■ **Exercise directions**
If a line in the entries includes "below", show that line.

<<<<

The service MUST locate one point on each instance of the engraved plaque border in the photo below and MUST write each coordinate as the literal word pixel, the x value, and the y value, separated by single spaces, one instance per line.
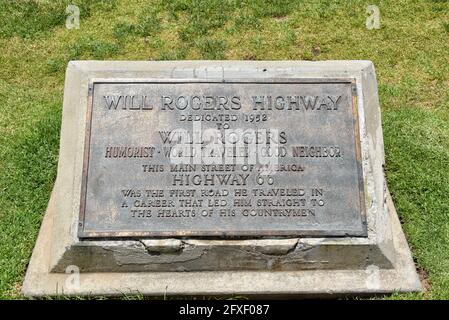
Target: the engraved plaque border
pixel 82 234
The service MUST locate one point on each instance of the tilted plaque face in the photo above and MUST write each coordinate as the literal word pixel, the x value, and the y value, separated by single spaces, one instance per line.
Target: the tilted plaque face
pixel 252 158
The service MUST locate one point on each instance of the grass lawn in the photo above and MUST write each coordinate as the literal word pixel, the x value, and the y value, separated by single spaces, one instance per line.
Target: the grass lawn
pixel 410 52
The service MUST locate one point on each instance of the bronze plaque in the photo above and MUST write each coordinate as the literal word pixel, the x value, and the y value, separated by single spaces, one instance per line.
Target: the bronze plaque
pixel 253 158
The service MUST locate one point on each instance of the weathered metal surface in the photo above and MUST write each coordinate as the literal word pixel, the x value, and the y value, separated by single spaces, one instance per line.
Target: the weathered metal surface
pixel 136 184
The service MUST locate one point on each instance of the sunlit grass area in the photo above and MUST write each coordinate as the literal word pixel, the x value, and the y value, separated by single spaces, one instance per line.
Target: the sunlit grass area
pixel 410 53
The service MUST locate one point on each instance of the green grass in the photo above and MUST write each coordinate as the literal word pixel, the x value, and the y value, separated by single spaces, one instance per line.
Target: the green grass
pixel 410 52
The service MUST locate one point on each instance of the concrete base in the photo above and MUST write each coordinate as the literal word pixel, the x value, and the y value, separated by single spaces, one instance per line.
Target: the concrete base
pixel 39 282
pixel 378 263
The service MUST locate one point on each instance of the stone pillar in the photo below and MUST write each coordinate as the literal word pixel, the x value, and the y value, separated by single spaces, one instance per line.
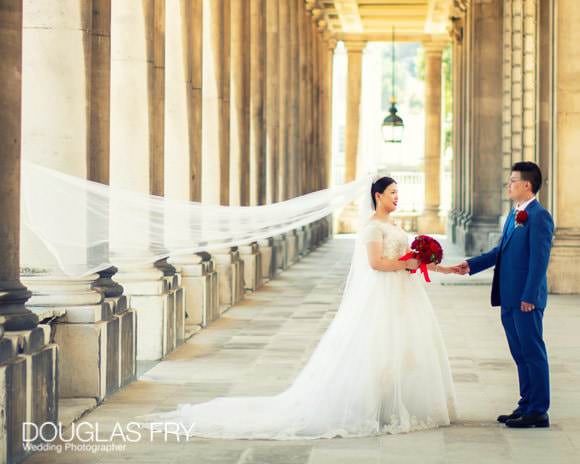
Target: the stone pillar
pixel 330 45
pixel 283 53
pixel 155 33
pixel 199 278
pixel 239 103
pixel 193 29
pixel 258 166
pixel 456 33
pixel 481 156
pixel 563 274
pixel 215 159
pixel 316 107
pixel 178 153
pixel 293 115
pixel 303 95
pixel 272 97
pixel 13 295
pixel 347 219
pixel 28 365
pixel 98 145
pixel 520 68
pixel 430 221
pixel 353 93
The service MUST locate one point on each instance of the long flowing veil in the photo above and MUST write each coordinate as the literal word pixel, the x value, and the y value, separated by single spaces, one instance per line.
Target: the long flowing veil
pixel 327 398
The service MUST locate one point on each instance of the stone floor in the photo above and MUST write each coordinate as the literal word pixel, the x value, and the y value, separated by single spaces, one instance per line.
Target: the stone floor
pixel 259 346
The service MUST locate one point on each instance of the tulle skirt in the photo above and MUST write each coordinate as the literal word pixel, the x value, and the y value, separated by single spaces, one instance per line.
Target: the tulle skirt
pixel 380 367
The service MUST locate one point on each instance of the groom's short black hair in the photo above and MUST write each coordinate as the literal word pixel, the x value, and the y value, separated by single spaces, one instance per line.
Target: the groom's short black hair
pixel 530 172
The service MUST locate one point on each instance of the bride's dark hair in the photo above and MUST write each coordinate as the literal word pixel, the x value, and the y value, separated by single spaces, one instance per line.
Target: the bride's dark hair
pixel 379 186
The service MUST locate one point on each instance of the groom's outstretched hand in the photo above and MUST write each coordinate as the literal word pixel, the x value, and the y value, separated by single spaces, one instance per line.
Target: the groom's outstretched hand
pixel 461 268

>>>>

■ **Solution to the exercise**
The service MUST locate one point on each instance of the engraved plaque border in the photo below and MUST write each coordinate as the literal word pixel, the x value, and the y value, separated by single spaces, one instance per line.
The service MUST locate one point on each instance of the stone pillar in the photo below and MUST write each coordinate as the literal word pixel, the x value, and the y value, separated by single spaces, one instance per line.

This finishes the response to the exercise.